++++ DOCUMENT TEXT

ADVANCED CONVERSION TECHNOLOGIES FOR SUGARS AND BIOFUELS: SUPERIOR FEEDSTOCKS, PRETREATMENTS, INHIBITOR REMOVAL, AND ENZYMES
Location: Bioenergy Research Unit
Title: Biochemical processing of reed canarygrass into fuel ethanol
Submitted to: International Journal of Low-Carbon Technologies
Publication Type: Peer Reviewed Journal
Publication Acceptance Date: October 27, 2011
Publication Date: December 12, 2011
Citation: Dien, B.S., Casler, M.D., Hector, R.E., Iten, L.B., Nichols, N.N., Mertens, J.A., Cotta, M.A. 2012. Biochemical processing of reed canarygrass into fuel ethanol. International Journal of Low-Carbon Technologies. 7:338-347.
Interpretive Summary: Reed canarygrass has potential as a dedicated bioenergy crop for production in the North Eastern United States because it is well adapted for growth in marginal soils, is a perennial, and has high productivity. Reed canarygrass biomass was evaluated for conversion to fuel ethanol. The biomass was treated with dilute ammonia to open up the plant cell wall structure. The ammonia was evaporated and a combination of enzymes and fermenting yeast used to convert the carbohydrates present in the biomass into ethanol. Under optimized ammonia treatment conditions, the biomass was converted with a conversion efficiency of 72% based solely upon the amount of glucose present in the biomass. This work will be of interest to farmers who might consider growing bioenergy crops and potential producers of cellulosic ethanol.

++++++++
++++ PROVIDED MATERIAL

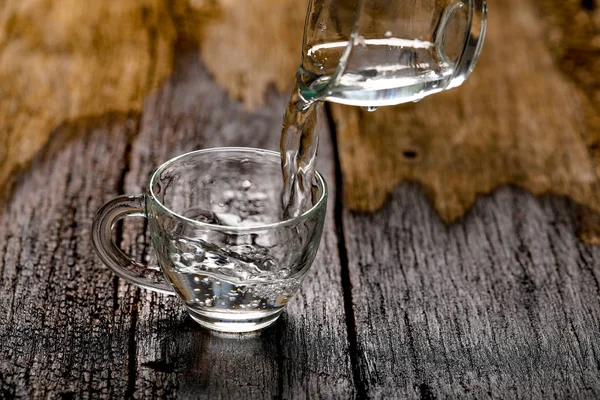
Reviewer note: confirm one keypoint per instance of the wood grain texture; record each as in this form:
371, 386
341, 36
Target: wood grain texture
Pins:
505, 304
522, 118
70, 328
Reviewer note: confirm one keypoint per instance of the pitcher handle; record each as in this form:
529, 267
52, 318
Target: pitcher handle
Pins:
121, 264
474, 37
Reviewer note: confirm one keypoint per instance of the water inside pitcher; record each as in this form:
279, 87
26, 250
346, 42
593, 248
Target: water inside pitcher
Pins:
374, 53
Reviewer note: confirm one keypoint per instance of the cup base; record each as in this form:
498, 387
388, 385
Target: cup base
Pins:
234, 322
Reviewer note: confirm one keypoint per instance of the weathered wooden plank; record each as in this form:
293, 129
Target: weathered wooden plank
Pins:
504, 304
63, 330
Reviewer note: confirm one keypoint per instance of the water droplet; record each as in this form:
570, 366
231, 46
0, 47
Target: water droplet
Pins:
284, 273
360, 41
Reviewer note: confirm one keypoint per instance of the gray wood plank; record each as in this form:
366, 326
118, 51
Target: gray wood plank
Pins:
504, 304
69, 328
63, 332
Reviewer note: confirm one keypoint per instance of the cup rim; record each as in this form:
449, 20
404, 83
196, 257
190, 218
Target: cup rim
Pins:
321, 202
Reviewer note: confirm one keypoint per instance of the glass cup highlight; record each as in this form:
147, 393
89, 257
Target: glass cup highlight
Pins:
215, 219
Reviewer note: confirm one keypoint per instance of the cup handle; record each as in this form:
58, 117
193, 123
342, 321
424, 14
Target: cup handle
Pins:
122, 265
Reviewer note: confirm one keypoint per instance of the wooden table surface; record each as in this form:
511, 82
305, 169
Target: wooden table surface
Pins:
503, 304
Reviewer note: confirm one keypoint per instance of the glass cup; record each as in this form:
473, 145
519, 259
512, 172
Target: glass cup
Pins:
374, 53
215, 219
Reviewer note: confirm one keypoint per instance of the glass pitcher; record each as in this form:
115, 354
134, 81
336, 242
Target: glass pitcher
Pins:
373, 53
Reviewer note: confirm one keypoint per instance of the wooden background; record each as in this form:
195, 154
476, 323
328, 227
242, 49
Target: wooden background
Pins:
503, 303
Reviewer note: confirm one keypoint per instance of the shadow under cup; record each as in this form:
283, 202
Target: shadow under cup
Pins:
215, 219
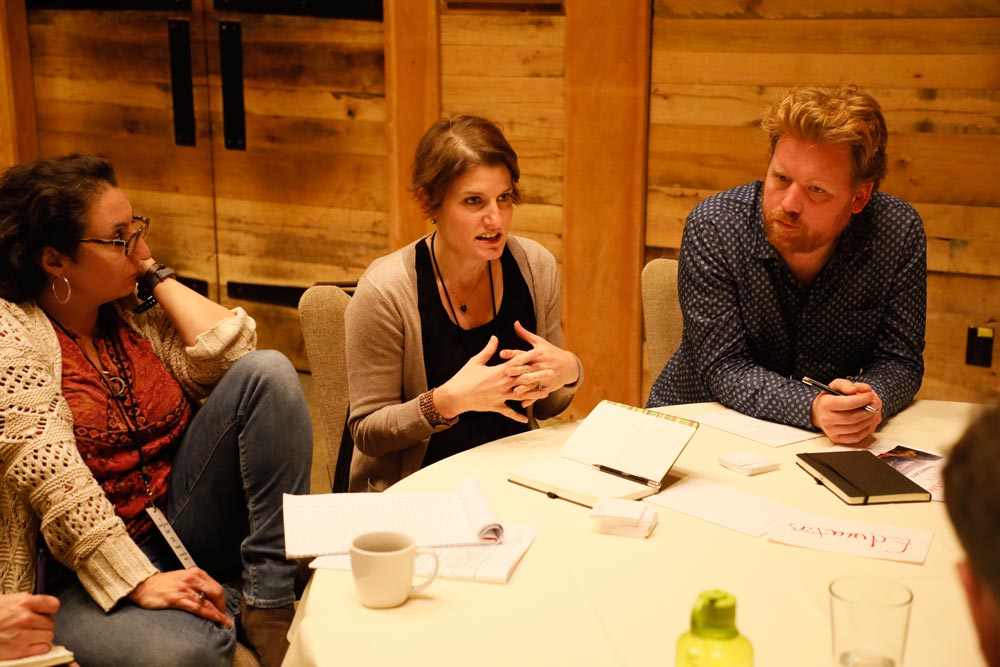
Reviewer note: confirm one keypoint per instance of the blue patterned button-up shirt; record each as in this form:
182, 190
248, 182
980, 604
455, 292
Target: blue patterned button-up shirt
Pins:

++++++++

» COMPLETE THE FOLLOWING
[A] Decide whether each statement below agrees with the text on reed canarygrass ethanol. Answer yes or no for each, and quote the words of that text that decide it.
(i) The biomass was treated with dilute ammonia before conversion.
(ii) The publication was accepted in December 2011.
(iii) Reed canarygrass is an annual crop.
[B] Carry on the text about processing reed canarygrass into fuel ethanol, starting right after its last sentence.

» RESULTS BY TASK
[A]
(i) Yes: "The biomass was treated with dilute ammonia to open up the plant cell wall structure."
(ii) No: "Publication Acceptance Date: October 27, 2011"
(iii) No: "is a perennial"

[B]
Reed canarygrass is a temperate perennial grass of interest as a bioenergy crop. The canarygrass was evaluated for conversion to bioethanol using liquid hot water and dilute ammonia pretreatments prior to fermentation. Resulting hydrolysates were evaluated for production of ethanol, xylose, and soluble xylans. Dilute ammonia gave higher yield efficiencies than liquid hot water. The optimal condition for dilute ammonia (4% w/v) pretreatment was 170 deg C for 20 min. Hydrolysates were converted to ethanol using Saccharomyces in the presence of a blend of commercial cellulases and additional carbohydrases. The final ethanol conversion efficiency was 84% based upon total hexosans, with 72% of the xylan converted to soluble xylan oligomers.